_Instruction:_
Identify each line of the data below that contains the word "microwave" and copy those lines out.

_____

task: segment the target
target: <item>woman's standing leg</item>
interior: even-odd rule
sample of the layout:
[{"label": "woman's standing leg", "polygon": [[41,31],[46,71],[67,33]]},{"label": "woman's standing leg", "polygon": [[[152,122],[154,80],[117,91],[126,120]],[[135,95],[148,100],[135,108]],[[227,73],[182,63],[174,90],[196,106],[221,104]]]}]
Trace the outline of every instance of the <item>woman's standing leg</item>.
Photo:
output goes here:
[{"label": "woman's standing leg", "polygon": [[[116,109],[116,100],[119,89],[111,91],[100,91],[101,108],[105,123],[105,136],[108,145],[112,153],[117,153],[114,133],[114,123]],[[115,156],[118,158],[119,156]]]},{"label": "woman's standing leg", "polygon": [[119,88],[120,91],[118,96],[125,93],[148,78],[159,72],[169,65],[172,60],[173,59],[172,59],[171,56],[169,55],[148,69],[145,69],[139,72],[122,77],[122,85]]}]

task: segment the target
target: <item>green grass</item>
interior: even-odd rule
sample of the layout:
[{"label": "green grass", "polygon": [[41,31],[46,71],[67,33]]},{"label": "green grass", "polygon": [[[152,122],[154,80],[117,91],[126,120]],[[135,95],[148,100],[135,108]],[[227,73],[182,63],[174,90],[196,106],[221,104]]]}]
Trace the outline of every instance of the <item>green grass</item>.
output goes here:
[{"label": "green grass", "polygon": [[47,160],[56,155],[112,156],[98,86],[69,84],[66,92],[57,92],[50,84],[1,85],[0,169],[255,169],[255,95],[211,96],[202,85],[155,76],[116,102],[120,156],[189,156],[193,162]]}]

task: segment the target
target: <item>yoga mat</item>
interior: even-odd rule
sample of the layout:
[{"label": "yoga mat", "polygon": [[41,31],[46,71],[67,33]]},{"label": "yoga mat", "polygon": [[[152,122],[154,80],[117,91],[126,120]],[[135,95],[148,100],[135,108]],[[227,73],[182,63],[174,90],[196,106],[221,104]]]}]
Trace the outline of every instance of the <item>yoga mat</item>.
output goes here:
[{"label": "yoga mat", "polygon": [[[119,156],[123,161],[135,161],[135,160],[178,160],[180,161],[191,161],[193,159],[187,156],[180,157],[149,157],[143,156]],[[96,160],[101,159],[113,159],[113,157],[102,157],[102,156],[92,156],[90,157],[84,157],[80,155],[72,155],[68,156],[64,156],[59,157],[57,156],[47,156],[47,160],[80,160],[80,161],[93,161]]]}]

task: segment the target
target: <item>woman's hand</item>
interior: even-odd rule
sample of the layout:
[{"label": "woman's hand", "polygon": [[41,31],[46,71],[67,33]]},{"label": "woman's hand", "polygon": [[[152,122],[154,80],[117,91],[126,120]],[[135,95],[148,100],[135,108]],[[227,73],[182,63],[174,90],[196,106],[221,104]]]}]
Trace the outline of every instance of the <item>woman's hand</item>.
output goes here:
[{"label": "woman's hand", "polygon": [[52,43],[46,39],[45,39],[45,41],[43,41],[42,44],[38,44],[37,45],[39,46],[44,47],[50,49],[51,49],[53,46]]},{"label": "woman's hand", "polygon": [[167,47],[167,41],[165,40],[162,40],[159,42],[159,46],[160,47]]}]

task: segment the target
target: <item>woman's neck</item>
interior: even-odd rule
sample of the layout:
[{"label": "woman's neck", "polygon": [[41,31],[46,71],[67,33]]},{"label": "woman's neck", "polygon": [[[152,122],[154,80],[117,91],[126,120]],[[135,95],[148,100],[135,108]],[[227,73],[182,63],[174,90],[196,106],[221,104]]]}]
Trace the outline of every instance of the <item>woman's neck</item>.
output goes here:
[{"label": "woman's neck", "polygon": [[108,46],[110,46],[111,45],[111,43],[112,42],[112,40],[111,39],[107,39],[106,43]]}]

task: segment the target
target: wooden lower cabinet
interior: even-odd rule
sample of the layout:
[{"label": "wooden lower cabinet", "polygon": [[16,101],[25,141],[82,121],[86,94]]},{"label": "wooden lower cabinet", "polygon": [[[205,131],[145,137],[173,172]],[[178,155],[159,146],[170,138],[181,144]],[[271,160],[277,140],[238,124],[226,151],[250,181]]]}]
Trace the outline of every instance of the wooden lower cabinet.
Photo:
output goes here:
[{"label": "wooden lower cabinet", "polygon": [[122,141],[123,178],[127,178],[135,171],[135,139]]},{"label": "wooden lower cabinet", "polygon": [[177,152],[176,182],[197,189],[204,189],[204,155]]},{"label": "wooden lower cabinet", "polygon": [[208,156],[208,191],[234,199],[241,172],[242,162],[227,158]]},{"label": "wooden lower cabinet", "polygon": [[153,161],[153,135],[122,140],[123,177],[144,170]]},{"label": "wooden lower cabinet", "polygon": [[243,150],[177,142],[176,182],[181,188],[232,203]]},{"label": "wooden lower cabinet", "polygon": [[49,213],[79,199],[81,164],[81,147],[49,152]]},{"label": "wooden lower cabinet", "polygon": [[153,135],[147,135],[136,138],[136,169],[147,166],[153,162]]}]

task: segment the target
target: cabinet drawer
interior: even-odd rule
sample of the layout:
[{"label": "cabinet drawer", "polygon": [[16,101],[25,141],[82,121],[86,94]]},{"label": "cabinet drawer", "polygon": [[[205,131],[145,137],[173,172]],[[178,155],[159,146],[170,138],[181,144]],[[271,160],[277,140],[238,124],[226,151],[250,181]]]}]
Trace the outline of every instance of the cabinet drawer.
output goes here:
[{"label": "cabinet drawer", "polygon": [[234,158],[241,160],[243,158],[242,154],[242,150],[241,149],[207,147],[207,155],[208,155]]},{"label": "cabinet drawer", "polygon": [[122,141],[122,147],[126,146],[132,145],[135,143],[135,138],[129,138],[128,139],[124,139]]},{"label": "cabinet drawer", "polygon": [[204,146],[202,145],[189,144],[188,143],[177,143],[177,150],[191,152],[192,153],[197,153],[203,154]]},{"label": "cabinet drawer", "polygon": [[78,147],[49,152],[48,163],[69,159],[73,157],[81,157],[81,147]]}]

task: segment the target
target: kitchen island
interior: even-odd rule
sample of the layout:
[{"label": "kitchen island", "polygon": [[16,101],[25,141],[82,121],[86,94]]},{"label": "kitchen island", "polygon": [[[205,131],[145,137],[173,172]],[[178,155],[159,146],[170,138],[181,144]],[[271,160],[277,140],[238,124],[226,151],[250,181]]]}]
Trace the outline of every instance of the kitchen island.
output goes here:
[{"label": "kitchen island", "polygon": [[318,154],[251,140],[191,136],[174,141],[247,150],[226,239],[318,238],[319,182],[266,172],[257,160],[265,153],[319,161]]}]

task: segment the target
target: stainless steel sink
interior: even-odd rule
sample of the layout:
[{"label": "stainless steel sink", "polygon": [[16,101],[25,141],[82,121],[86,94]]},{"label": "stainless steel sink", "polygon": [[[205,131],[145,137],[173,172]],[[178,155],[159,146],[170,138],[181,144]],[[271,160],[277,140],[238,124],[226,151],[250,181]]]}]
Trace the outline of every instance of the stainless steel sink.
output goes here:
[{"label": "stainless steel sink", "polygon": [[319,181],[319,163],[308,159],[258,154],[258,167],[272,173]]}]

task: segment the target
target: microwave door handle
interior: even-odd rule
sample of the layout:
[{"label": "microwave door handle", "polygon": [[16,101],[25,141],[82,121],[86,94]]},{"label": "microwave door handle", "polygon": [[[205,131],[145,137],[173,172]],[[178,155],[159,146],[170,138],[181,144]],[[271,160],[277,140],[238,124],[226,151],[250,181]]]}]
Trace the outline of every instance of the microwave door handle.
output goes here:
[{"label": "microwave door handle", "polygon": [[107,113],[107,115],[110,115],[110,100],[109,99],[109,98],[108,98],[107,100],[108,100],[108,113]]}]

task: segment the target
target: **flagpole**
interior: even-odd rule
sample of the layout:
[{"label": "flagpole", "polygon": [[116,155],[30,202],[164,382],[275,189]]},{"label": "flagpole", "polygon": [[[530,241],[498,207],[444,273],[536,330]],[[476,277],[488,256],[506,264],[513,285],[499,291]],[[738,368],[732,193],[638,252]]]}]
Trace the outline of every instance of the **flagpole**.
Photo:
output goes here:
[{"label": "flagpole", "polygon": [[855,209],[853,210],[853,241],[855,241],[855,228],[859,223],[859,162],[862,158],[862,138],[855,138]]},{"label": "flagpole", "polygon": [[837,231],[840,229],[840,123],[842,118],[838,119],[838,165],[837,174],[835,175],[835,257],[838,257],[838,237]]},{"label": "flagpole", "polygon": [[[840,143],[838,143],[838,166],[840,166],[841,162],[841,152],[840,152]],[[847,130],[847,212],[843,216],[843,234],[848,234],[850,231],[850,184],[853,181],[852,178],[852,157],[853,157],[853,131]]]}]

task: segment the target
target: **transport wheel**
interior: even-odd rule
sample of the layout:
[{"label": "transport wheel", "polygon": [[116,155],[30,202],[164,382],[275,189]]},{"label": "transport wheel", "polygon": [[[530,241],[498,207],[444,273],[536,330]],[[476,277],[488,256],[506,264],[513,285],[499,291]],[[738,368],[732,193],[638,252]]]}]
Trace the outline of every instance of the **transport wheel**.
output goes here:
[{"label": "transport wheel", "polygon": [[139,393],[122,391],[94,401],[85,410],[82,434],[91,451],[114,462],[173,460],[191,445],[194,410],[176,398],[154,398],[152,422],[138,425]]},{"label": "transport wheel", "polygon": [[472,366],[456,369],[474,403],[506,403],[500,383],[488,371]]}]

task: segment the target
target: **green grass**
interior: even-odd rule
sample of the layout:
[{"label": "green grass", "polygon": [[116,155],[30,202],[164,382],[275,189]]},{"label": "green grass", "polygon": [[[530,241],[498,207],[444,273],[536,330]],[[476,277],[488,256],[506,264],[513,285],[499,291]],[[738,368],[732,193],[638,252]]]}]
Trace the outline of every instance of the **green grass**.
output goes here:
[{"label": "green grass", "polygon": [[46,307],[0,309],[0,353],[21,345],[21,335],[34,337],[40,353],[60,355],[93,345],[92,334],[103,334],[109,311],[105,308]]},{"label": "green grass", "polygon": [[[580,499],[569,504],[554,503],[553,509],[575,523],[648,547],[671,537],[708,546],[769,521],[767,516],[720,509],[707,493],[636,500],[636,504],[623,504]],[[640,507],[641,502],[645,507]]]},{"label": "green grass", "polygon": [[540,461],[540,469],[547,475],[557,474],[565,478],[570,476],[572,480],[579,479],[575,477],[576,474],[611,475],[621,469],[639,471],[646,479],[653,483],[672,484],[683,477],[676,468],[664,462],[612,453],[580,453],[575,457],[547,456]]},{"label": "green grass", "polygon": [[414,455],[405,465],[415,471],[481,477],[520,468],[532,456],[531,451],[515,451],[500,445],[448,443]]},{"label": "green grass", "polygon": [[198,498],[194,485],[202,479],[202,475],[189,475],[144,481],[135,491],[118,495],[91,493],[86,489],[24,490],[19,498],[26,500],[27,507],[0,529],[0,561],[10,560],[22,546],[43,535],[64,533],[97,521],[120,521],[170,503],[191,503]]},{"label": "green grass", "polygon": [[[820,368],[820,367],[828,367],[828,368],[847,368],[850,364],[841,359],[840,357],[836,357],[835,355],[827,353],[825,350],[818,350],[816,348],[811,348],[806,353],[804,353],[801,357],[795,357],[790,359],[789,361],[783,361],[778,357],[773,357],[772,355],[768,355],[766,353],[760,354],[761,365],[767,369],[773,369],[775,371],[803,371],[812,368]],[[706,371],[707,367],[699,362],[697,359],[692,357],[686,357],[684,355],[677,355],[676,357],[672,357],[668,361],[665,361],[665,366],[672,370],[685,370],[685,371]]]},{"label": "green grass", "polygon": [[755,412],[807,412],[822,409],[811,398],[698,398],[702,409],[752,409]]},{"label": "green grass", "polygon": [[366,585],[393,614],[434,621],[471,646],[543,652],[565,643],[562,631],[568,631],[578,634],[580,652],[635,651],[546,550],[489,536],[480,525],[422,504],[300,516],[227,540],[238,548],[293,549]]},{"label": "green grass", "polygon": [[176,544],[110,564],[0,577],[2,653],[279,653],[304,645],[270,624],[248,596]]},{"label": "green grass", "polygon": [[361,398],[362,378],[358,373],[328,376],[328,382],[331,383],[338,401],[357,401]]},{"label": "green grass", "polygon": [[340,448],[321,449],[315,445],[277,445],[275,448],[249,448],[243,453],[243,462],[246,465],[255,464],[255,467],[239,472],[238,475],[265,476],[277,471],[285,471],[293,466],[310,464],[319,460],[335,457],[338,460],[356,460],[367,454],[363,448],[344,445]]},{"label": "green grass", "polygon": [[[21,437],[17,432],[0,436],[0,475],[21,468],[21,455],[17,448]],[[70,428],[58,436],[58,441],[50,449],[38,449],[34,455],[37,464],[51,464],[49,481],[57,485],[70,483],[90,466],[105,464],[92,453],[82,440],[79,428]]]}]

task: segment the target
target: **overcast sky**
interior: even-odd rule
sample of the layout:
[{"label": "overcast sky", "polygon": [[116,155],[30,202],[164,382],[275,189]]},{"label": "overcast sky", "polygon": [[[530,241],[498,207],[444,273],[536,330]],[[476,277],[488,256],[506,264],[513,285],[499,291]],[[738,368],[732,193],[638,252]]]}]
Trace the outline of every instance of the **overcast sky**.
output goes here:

_____

_Output of the task:_
target: microwave door handle
[{"label": "microwave door handle", "polygon": [[16,101],[25,141],[82,121],[86,94]]},{"label": "microwave door handle", "polygon": [[[205,131],[145,137],[173,172]],[[178,155],[159,146],[170,138],[181,144]],[[271,160],[277,140],[238,124],[226,151],[250,181]]]}]
Trace the outline of every instance of the microwave door handle.
[{"label": "microwave door handle", "polygon": [[107,113],[107,115],[110,115],[110,100],[109,99],[109,98],[108,98],[107,100],[108,100],[108,113]]}]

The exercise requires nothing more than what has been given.